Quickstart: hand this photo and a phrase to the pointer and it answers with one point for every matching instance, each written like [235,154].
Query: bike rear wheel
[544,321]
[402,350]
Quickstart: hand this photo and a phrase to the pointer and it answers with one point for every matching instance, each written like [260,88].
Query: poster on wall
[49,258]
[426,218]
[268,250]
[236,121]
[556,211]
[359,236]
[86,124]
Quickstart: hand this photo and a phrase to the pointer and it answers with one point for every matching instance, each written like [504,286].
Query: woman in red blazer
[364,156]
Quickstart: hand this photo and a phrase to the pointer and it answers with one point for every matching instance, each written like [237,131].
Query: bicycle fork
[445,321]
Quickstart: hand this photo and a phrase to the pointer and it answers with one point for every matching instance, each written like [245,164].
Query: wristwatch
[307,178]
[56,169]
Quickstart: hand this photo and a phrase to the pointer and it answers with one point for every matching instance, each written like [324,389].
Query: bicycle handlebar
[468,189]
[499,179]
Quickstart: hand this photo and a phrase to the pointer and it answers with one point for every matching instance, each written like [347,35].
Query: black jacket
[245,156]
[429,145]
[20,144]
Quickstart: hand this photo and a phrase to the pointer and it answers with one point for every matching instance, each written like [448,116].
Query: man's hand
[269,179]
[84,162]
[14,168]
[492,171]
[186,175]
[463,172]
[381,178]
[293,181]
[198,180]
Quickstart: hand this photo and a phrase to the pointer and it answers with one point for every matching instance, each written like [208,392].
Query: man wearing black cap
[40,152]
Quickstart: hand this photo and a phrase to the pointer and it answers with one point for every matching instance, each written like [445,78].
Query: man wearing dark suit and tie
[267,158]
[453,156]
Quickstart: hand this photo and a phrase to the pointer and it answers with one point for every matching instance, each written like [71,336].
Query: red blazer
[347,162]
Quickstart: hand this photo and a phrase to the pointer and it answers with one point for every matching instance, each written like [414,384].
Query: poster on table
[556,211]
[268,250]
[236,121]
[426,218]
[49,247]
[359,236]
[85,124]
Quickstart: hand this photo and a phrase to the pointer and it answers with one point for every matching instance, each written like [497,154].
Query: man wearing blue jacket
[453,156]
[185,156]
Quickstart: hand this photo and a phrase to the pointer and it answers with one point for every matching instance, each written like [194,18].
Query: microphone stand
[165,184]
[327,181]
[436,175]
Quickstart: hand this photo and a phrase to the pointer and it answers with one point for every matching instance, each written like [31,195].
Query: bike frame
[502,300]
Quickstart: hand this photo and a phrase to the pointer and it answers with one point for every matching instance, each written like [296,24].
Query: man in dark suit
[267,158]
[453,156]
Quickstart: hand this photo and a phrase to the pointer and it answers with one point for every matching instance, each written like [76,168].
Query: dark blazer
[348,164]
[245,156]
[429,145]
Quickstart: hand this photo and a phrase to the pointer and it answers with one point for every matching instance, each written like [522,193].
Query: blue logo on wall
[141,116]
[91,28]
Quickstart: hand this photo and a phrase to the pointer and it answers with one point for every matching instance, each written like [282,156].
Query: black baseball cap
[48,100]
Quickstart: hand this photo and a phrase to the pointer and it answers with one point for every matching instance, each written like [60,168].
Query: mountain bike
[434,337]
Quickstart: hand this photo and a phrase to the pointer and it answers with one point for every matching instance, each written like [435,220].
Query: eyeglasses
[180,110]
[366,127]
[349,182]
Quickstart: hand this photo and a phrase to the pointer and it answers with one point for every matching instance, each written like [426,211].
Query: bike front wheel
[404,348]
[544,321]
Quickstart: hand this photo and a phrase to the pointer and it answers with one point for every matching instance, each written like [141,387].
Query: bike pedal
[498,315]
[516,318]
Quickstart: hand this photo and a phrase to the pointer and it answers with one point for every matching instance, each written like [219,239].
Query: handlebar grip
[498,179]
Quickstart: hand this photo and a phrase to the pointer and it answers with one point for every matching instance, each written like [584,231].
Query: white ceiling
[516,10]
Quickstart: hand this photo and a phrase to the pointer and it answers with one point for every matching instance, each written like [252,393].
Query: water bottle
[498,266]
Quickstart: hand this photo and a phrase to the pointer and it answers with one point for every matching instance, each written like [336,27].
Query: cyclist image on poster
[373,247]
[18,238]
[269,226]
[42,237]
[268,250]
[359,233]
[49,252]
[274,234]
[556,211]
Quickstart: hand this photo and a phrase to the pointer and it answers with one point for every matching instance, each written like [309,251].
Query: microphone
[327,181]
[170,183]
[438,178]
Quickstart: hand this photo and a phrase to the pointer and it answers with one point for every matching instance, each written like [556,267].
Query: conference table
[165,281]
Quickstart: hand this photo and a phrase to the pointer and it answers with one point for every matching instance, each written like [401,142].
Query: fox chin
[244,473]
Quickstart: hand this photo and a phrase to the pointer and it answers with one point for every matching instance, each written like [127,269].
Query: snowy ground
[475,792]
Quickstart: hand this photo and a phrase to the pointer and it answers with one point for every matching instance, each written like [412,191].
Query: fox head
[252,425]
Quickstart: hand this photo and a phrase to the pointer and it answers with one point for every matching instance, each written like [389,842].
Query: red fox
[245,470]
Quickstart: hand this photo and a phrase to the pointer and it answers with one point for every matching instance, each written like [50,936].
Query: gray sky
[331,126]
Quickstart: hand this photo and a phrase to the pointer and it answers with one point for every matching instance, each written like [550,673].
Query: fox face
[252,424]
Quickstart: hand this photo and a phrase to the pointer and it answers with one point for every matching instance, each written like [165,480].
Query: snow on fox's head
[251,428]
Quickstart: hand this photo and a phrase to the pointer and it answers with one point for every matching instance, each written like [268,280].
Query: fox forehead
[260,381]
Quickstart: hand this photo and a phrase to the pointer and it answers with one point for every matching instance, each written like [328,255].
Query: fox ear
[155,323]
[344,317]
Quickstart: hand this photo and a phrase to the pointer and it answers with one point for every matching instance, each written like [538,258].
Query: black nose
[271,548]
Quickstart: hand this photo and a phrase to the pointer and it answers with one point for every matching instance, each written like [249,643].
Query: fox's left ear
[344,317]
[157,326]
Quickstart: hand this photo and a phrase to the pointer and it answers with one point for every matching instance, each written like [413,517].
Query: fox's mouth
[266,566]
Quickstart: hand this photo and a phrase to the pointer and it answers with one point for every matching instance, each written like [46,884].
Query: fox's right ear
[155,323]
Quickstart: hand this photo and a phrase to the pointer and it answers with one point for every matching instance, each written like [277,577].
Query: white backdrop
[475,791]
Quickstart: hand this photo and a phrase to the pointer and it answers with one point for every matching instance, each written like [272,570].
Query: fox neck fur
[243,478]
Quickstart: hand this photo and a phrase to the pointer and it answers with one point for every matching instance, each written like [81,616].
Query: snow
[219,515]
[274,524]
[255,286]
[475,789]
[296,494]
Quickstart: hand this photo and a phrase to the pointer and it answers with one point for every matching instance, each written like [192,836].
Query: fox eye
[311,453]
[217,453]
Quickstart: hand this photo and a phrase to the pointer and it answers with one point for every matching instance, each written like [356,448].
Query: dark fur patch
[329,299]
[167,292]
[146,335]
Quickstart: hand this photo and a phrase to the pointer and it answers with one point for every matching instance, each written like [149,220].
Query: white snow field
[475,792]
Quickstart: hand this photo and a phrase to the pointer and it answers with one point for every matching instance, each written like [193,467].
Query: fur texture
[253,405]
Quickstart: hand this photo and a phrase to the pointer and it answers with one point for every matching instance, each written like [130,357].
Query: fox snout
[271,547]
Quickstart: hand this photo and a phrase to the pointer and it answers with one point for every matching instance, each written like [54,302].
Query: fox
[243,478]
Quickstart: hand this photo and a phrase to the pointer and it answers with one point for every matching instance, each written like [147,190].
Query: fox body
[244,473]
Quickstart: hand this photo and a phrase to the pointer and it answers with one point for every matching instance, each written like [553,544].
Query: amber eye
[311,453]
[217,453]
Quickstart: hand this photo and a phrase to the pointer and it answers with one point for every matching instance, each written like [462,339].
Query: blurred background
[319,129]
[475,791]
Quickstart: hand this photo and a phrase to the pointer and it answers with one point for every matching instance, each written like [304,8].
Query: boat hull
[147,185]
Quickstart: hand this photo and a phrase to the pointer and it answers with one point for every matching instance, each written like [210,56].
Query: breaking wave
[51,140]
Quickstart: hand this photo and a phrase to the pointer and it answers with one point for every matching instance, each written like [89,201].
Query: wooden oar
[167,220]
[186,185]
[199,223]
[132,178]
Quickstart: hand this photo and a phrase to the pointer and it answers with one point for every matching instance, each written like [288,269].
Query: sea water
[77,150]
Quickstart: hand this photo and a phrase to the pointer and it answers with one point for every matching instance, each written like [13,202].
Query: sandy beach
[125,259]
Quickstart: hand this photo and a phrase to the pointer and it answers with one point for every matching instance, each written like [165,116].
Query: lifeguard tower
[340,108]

OBJECTIVE
Repeat, without changes, every line from the one that contains "written like [304,8]." through the final line of the data.

ANSWER TO THIS TASK
Quickstart: hand this photo and a phrase to the pointer and it answers with one point for every matching instance, each written like [304,8].
Query: boat hull
[147,185]
Quickstart: hand this photo and a phrase to the pointer and it answers with one point for every matching instance, each written like [210,56].
Query: breaking wave
[51,140]
Quickstart: hand this photo and a phrase to the pointer and it answers with one point for every matching instance, each written like [89,201].
Query: wooden oar
[167,220]
[186,185]
[199,223]
[132,178]
Quickstart: hand this photo and a phrase to the pointer and it answers with one point for every matching instance, each written like [288,269].
Query: sea water
[77,150]
Quickstart: hand this photo and a phrase to the pointer and it answers with one point for every matching instance, each written like [13,202].
Query: sandy beach
[125,259]
Quickstart: hand this photo and a phrase to the pointer and it answers with one point for every matching instance, each written like [165,116].
Query: lifeguard tower
[340,108]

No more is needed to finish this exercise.